AUFGABE 1 → Welche Zeilen der Datensätze enthalten das Wort „armchair“? Liste jede davon vollständig auf.

TEXTAUSZUG →
Vom Frühtod der Maschinen und dem Waschtag

Illustration: Rebekka Heeb

Annick poltert aus dem Lift. Mit dem Fuss schiebt sie einen Plastikkorb mit Dreckwäsche in den Gang: «Rien ne va plus!».

Annick hätte Croupier werden sollen!

Immer wieder löchert sie uns mit ihrem «Rien ne va plus!».

Sie schaut uns dabei so anklagend an, wie der kleine Spatz heute morgen, als er sehen musste, dass das Futterhäuschen leergefressen war.

TATSÄCHLICH GEHT BEI UNS GAR NICHTS MEHR!

Vor einem Monat hat der Mixer das Zeitliche gesegnet. Es war ein unschöner Tod.

Für ihn.

Und für uns.

Es sollte ein Spinat-Smoothie werden.

Ich bin zwar nicht der Smoothie-Typ. Aber Angela kam zum Mittagessen. Sie ist unser Sonnenschein, wenn auch ein vegetarischer...

Ansonsten hat Angela (sie ist die Kleinste meines Göttibuben Oliver) wunderbare Seiten: sie geht ins Früh-Chinesisch, lernt tirolische Zupfzither und kann den Spagat.

ABER DAS IST NICHT DER KERN DER SACHE. SONDERN DER (?) ODER DAS (?) SMOOTHIE.

Deshalb: «Spinat, Apfel, Nuss – alles in den Kübel muss!»

ROHDATEN →
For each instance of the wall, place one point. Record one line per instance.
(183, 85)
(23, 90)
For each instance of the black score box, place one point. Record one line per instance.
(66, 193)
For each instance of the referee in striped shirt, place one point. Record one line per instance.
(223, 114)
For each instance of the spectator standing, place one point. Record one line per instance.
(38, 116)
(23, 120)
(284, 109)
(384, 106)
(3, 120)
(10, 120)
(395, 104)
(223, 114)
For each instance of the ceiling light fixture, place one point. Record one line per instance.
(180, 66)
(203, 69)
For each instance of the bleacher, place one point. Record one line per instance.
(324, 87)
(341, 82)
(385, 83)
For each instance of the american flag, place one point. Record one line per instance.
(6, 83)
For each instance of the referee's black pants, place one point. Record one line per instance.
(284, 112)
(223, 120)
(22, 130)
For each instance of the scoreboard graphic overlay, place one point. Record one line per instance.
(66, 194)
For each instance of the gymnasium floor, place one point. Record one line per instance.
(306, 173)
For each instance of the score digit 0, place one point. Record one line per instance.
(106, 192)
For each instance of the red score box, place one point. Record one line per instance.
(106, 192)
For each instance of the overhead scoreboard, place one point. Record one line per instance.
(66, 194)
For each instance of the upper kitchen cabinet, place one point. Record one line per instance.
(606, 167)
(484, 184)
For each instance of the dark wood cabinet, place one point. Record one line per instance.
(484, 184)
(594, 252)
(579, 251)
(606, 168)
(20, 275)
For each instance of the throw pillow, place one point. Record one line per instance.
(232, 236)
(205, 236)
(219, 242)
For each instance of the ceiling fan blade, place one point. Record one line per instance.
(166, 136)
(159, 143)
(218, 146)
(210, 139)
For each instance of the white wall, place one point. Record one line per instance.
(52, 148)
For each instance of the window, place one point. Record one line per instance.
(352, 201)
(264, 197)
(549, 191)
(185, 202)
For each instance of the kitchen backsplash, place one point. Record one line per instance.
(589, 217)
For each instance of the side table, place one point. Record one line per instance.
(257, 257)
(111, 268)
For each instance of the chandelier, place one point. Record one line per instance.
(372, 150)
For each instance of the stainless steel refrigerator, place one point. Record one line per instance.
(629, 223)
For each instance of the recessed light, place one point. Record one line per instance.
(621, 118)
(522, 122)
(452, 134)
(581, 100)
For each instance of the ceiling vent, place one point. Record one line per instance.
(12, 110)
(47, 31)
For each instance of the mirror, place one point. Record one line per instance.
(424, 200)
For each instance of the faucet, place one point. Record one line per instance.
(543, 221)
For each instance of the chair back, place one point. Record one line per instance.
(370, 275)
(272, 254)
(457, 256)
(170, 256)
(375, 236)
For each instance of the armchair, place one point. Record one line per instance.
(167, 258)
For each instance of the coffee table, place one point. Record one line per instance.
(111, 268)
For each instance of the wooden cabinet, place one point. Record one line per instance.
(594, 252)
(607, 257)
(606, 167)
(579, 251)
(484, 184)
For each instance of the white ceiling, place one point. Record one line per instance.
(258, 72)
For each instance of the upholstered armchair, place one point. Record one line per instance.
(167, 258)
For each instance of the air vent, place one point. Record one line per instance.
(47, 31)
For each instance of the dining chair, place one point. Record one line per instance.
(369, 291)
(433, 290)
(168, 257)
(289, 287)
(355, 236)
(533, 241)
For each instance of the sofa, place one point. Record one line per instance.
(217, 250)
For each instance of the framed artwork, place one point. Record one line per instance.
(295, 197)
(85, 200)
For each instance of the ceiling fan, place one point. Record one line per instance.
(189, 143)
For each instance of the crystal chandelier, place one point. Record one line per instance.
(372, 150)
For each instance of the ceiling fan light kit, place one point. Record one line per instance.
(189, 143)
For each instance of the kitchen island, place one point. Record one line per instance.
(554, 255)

AUFGABE 2 → Wie lässt sich der Text über den Frühtod der Maschinen in zwei Sätzen zusammenfassen?

LÖSUNG 1 →
For each instance of the armchair, place one point. Record one line per instance.
For each instance of the upholstered armchair, place one point. Record one line per instance.

LÖSUNG 2 → Annick kommt mit einem Korb Dreckwäsche aus dem Lift und ruft „Rien ne va plus!“, und tatsächlich geht gar nichts mehr. Schon vor einem Monat ist der Mixer einen unschönen Tod gestorben, als für Angela, die zum Mittagessen kam, ein Spinat-Smoothie gemacht werden sollte.